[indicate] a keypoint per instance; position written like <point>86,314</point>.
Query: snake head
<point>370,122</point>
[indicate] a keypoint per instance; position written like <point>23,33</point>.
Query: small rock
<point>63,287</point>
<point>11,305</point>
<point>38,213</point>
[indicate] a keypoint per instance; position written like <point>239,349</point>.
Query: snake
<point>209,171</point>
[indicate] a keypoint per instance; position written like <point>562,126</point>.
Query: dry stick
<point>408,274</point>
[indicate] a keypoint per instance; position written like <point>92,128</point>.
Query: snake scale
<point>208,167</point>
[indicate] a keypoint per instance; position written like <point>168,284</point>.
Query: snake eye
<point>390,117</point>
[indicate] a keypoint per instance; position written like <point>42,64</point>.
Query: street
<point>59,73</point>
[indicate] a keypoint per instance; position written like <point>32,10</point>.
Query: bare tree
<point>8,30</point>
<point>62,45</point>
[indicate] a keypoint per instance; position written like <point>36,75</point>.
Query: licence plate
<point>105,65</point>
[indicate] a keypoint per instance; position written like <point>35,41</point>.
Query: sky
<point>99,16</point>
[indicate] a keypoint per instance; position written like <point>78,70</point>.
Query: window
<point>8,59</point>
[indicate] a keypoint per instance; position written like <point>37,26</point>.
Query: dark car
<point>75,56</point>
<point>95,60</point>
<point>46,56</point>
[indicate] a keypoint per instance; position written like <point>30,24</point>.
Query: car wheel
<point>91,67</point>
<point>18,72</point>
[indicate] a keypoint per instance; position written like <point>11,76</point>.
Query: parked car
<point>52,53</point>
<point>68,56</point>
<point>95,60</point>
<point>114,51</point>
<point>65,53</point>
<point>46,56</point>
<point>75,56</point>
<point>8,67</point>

### TASK GOAL
Reproduce the data in full, exactly as presented.

### FINAL RESULT
[indicate] a keypoint per instance; position written like <point>86,314</point>.
Query: snake head
<point>370,122</point>
[indicate] a keypoint per instance; position written like <point>23,33</point>.
Query: small rock
<point>63,287</point>
<point>11,305</point>
<point>38,213</point>
[indicate] a keypoint per instance; position written like <point>239,349</point>.
Query: snake
<point>209,171</point>
[indicate] a keypoint per instance; position written like <point>562,126</point>.
Query: dry stick
<point>408,274</point>
[indicate] a keypoint per instance; position written like <point>92,128</point>.
Query: snake scale
<point>208,167</point>
[indicate] a keypoint per instance; position written like <point>168,284</point>.
Query: snake eye
<point>390,117</point>
[indicate] a keypoint per instance; position written like <point>42,64</point>.
Query: street
<point>59,73</point>
[indicate] a keypoint per instance; position written like <point>32,10</point>.
Query: bare tree
<point>8,30</point>
<point>62,45</point>
[indicate] a keypoint per instance; position written like <point>36,75</point>.
Query: licence plate
<point>105,65</point>
[indicate] a keypoint per instance; position written like <point>35,41</point>.
Query: sky
<point>99,16</point>
[indicate] a keypoint per instance; position written like <point>78,70</point>.
Query: window
<point>8,59</point>
[indicate] a keypoint per instance; position written like <point>37,26</point>.
Query: dark car
<point>75,56</point>
<point>95,60</point>
<point>46,56</point>
[indicate] a keypoint per instance; position written like <point>30,24</point>.
Query: car wheel
<point>91,67</point>
<point>18,72</point>
[indicate] a keypoint per instance; position written like <point>11,76</point>.
Query: parked car
<point>52,53</point>
<point>68,56</point>
<point>95,60</point>
<point>114,51</point>
<point>65,53</point>
<point>46,56</point>
<point>75,56</point>
<point>8,67</point>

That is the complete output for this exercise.